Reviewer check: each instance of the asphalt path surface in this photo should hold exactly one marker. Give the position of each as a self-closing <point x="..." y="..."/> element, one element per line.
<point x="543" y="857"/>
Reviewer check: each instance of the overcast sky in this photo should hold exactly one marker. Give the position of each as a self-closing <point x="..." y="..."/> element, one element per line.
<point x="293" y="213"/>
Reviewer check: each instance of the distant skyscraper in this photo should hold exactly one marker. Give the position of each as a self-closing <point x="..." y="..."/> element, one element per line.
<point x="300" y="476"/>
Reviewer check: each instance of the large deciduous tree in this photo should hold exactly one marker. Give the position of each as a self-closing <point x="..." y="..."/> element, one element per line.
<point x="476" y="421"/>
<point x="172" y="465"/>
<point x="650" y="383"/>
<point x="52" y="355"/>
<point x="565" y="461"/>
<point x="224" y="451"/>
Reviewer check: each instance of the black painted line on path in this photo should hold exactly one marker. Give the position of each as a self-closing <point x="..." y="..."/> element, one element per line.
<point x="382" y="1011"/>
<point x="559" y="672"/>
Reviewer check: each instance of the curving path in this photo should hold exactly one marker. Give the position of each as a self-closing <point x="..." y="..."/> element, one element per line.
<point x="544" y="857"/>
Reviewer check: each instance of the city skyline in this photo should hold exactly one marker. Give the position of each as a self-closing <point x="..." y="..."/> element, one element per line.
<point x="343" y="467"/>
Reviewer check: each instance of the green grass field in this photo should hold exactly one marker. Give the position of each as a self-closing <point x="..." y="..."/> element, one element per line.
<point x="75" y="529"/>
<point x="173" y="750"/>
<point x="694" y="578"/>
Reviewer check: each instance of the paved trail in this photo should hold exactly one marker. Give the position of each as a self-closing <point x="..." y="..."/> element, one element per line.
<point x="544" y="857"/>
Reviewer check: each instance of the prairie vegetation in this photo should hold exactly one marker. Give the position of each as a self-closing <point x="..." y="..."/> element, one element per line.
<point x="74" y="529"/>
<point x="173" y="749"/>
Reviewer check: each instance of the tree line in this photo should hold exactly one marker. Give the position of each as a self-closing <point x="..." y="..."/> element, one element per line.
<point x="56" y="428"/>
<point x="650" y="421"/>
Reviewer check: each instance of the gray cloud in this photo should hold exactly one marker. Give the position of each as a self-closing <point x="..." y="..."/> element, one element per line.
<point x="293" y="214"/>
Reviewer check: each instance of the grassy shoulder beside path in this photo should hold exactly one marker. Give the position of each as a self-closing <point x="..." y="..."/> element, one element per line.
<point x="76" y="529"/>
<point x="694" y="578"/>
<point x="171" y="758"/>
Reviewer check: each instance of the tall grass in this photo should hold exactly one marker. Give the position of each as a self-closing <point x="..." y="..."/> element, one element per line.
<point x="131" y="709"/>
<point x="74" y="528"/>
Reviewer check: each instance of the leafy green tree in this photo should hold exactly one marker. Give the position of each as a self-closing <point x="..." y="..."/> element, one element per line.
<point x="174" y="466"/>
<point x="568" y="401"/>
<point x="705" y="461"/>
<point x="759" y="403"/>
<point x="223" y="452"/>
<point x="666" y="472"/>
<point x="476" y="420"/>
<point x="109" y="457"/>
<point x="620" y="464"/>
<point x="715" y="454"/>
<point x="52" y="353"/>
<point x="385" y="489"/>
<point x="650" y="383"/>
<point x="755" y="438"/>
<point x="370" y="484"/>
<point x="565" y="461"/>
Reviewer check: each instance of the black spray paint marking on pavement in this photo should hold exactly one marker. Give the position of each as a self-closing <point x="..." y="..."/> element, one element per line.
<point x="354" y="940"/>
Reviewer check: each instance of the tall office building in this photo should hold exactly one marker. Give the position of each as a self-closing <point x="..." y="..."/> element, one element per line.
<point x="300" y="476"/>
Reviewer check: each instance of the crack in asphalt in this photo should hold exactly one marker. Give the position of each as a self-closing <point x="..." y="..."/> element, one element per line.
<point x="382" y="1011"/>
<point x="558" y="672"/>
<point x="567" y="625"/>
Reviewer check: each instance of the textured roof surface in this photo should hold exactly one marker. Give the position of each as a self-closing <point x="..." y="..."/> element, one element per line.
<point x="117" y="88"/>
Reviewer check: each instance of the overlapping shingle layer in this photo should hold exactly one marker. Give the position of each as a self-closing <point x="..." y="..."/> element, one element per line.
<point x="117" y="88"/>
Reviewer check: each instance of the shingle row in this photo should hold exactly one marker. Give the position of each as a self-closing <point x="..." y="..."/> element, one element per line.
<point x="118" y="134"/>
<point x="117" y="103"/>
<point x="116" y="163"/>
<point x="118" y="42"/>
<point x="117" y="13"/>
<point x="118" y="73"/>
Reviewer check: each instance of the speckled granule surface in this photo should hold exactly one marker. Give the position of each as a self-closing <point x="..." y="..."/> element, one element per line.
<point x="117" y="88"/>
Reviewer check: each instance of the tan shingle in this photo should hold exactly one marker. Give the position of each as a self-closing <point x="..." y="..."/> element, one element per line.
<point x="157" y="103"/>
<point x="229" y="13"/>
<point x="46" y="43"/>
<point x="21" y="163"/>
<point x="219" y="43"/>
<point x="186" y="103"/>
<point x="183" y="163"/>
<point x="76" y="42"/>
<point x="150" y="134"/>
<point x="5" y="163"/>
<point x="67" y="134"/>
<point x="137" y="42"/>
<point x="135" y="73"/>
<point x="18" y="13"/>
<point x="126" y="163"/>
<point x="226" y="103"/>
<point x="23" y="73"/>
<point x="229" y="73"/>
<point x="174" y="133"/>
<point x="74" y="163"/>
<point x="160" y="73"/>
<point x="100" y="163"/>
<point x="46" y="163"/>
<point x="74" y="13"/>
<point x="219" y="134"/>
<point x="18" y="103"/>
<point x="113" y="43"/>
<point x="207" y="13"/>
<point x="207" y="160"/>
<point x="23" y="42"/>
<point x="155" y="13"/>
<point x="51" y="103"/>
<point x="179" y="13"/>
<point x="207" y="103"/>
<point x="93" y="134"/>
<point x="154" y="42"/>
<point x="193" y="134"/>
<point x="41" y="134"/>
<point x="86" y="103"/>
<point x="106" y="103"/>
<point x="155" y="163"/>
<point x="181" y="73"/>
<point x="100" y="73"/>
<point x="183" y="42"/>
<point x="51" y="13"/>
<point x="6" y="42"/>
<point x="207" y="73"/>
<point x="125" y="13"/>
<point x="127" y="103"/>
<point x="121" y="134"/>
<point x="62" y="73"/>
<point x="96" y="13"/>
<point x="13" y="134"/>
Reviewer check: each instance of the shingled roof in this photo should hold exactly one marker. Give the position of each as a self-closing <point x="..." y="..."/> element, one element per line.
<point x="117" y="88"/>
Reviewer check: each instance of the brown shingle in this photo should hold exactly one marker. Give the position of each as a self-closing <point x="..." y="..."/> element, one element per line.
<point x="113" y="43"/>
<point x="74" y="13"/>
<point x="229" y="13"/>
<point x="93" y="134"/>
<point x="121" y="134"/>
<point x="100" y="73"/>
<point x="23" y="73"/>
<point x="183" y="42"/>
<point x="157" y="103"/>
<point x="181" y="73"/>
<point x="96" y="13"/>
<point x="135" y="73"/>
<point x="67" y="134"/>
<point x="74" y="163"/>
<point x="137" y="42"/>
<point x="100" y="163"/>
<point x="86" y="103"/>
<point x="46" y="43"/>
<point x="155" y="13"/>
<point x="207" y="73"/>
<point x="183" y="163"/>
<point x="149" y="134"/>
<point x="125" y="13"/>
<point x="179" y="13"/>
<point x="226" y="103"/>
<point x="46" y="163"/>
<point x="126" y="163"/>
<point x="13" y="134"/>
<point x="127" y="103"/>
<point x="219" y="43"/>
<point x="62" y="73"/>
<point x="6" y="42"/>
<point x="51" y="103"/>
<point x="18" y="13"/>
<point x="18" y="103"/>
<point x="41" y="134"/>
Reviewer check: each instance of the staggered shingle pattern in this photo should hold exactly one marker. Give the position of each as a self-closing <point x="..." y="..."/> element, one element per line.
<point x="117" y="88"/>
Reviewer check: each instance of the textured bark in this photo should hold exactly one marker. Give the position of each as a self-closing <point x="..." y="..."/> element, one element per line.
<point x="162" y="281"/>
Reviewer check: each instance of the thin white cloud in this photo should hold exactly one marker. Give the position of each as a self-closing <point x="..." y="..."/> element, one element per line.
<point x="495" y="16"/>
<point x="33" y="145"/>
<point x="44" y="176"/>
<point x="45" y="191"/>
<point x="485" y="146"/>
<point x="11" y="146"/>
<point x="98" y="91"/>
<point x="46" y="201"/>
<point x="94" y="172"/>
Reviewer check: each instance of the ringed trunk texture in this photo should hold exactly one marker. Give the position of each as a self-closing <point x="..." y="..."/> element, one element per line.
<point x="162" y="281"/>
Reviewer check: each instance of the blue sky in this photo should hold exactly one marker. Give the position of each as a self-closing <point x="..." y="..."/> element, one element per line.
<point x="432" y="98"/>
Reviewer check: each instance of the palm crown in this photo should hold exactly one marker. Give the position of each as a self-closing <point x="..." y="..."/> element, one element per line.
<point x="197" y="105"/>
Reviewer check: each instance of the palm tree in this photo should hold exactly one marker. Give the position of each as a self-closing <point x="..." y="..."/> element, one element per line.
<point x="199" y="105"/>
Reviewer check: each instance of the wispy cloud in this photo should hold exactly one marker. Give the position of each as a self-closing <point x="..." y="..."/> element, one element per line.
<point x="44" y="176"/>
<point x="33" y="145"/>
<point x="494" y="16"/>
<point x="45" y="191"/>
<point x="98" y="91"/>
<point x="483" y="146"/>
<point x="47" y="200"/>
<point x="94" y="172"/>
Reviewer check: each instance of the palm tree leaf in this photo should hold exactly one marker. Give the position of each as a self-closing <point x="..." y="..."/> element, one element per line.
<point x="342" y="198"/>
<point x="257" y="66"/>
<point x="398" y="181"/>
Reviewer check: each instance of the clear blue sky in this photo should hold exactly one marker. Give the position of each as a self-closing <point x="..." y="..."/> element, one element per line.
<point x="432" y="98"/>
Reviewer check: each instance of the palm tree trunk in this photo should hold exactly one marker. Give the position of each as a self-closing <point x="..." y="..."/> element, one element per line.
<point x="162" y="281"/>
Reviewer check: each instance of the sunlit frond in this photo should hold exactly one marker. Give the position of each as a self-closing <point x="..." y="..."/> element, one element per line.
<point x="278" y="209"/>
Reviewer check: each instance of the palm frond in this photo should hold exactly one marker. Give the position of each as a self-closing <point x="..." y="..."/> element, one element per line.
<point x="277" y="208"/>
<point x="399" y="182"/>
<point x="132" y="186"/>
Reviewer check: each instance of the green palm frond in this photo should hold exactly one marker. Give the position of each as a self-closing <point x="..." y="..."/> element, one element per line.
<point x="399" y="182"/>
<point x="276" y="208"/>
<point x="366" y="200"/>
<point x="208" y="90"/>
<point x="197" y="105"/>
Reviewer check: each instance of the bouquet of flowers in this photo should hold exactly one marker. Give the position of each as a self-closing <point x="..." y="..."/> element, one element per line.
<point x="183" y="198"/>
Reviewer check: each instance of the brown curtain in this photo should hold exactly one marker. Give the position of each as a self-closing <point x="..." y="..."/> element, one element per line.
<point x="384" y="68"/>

····················

GIVEN INSTRUCTION:
Reproduce only the lines between the line containing "Reviewer check: each instance of the bouquet" and the last line of the records, those two lines included, exactly.

ANSWER TO THE PROBLEM:
Reviewer check: each instance of the bouquet of flowers in this photo should hold exactly one marker. Give the position of each as a self-closing <point x="..." y="..."/> element, one element per line.
<point x="183" y="198"/>
Reviewer check: each instance of the brown curtain in this photo should hold exactly one marker. Give the position of each as a self-closing <point x="..." y="..."/> element, one element per line.
<point x="384" y="68"/>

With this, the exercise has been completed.